The holidays are coming. This wonderful time of the year is also one of the most stressful times of the year. We want things to be perfect and we stress out trying to produce perfection. We dwell on the past and relive memories. Not all of these memories are sweet. One of the first people to wound a child by their words will most likely be a family member. Families and friends love us and are usually the safe people to be around. However, life happens and words are spoken. Words, once spoken, cannot be erased.

Common wounding words spoken by families and friends are comparisons, out bursts of anger, and negative observations. Have you ever heard any of these phrases, “You will never amount to much.” “Why are you so lazy?” “Why can’t you get good grades like your sister?” “Why don’t you play sports like your cousin?”

Our brains replay the wounding words we hear until we believe them. Those words program us to believe certain things about ourselves. Can you recall any of the “prophecies” that wounding words programmed into you? Perhaps you heard, “You are just like your father.” “You are slower than others.” “You will always fail.” Identifying the wounding words is one of the first steps to break their power over you.

» **Dataset excerpt**
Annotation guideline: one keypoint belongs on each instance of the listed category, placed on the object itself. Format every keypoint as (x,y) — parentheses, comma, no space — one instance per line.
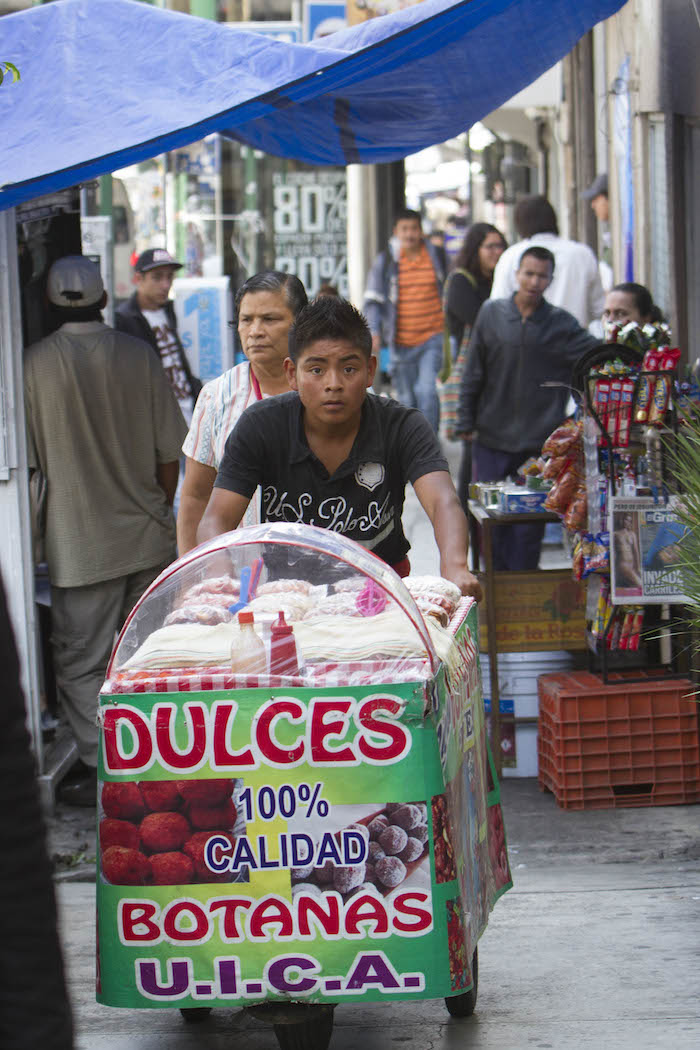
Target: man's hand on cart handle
(441,503)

» **Do this**
Return the passage about wounding words from family and friends verbatim, in full.

» **Exercise solution**
The holidays are coming. This wonderful time of the year is also one of the most stressful times of the year. We want things to be perfect and we stress out trying to produce perfection. We dwell on the past and relive memories. Not all of these memories are sweet. One of the first people to wound a child by their words will most likely be a family member. Families and friends love us and are usually the safe people to be around. However, life happens and words are spoken. Words, once spoken, cannot be erased.

Common wounding words spoken by families and friends are comparisons, out bursts of anger, and negative observations. Have you ever heard any of these phrases, “You will never amount to much.” “Why are you so lazy?” “Why can’t you get good grades like your sister?” “Why don’t you play sports like your cousin?”

Our brains replay the wounding words we hear until we believe them. Those words program us to believe certain things about ourselves. Can you recall any of the “prophecies” that wounding words programmed into you? Perhaps you heard, “You are just like your father.” “You are slower than others.” “You will always fail.” Identifying the wounding words is one of the first steps to break their power over you.